A historiografia divide a Escola dos Annales em diferentes gerações, sendo a Nova História considerada a terceira delas por muitos estudiosos, como é o caso de Peter Burke (2011). Burke encara o movimento como uma expressão para os desenvolvimentos que tiveram início nas décadas de 1970 e 1980, período de reação à sensação de inadequação dos paradigmas tradicionais do fazer historiográfico. As mudanças que vinham ocorrendo no mundo não mais poderiam ser explicadas a partir dos mesmos questionamentos e das mesmas metodologias de leitura documental. A Nova História é marcada, portanto, por um caráter extremamente interdisciplinar, pois anexa territórios antes alheios aos do historiador, como a Etnologia, a Sociologia, a Demografia (Chartier, 1991). Passam a fazer parte da escrita da História os valores e comportamentos humanos, a experiência comum, a vida cotidiana, a cultura.

Mas como definir a Nova História? Muitos falam de uma História Total, pela liberdade de abrangência do que seriam seus possíveis objetos de estudo; o termo História Estrutural também é amplamente difundido, pelo fato de sua metodologia não se ater a fatos centrais ou eventos pontuais, mas sim à análise das conjunturas e da vida cotidiana das pessoas comuns. Também a acompanha a História Cultural, que trata, afinal, de todos os pontos mencionados anteriormente e que conformam o cotidiano e a vida dos sujeitos comuns, agora também vistos como sujeitos históricos.

Peter Burke também fala da dificuldade de definição do movimento e afirma que ele “está unido apenas naquilo a que se opõe” (2011, p. 10). O autor sugere seis pontos de esclarecimento da diferença entre as metodologias que caracterizavam a disciplina até então e a Nova História, dentre eles os citados acima, os quais serão brevemente elucidados a seguir:

Se as dimensões cotidianas são as da duração – em contraponto às inflexões dos acontecimentos, que interrompem esse fluxo de continuidades – então, exatamente aí, na continuidade, talvez seja possível detectar o que mudou silenciosamente e de modo pouco visível, porque normalizado e rotinizado (Rizek, 2014, p. 63).

O cotidiano, a vida cotidiana e o que muitas vezes é considerado como banal ou trivial funcionam, na perspectiva da Nova História, como chaves explicativas de compreensão essencial;

  1. (iii)
+++++
*O que fazer*.
A. Segundo o trecho sobre a Nova História, quais territórios antes alheios ao historiador ela passa a anexar, conforme Chartier?
B. Dê continuidade ao trecho sobre a Nova História a partir de onde ele termina.

*Material fornecido*.
+++++
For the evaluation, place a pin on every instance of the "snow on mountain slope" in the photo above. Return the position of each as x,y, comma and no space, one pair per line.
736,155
+++++
*Respostas*.
A. A Etnologia, a Sociologia e a Demografia.

B.
    À regra velada da chamada História “vista de cima” é contraposta a História que agora pode ser “vista de baixo”. O que Burke quer dizer com isso é que, a partir da transgressão de incluir pessoas comuns como atores da História, ficou clara a sua exclusão dos escritos produzidos até então. O interesse crescente dos historiadores na chamada cultura popular e nas mentalidades coletivas demonstra como os grandes nomes, os governantes e seus feitos não são mais os únicos considerados dignos de figurar nas páginas da História. A História “vista de baixo” muda o significado dos acontecimentos a partir de novas perspectivas e contextos;

  2. (iv)

    A necessidade de basear a História em documentos oficiais não era mais uma prerrogativa do trabalho do historiador. A ampliação das fontes, processo que já vinha acontecendo desde os primeiros tempos da Escola dos Annales, é reforçado com a História “vista de baixo”. Os novos atores não mais poderiam ser explorados apenas a partir de documentação oficial de governo, de escritos rebuscados e documentos de Estado. Outros aspectos da vida humana – relações interpessoais, cotidiano, rituais – só poderiam ser acessados a partir de evidências mais amplas, como artefatos de uso pessoal, imagens, escritos pessoais, entre outros;

  3. (v)

    Os acontecimentos não foram esquecidos pelos historiadores e não deixaram de ser objeto de estudo. A variedade de questionamentos não os deixou de lado, deixou apenas de focá-los como únicos possíveis e acrescentou outros, como ações individuais de homens comuns, movimentos coletivos e de grupos específicos.

  4. (vi)

    A objetividade da História é posta em xeque, ou seja, a noção de verdade histórica é rechaçada pelos novos historiadores. O entendimento de que a variedade de fontes e documentos traz múltiplas vozes à produção historiográfica é o próprio relativismo cultural citado no primeiro item. Não há como trazer à tona os fatos acontecidos no passado de forma objetiva, mas sim os discursos variados advindos de pessoas que pertencem a espectros culturais variados.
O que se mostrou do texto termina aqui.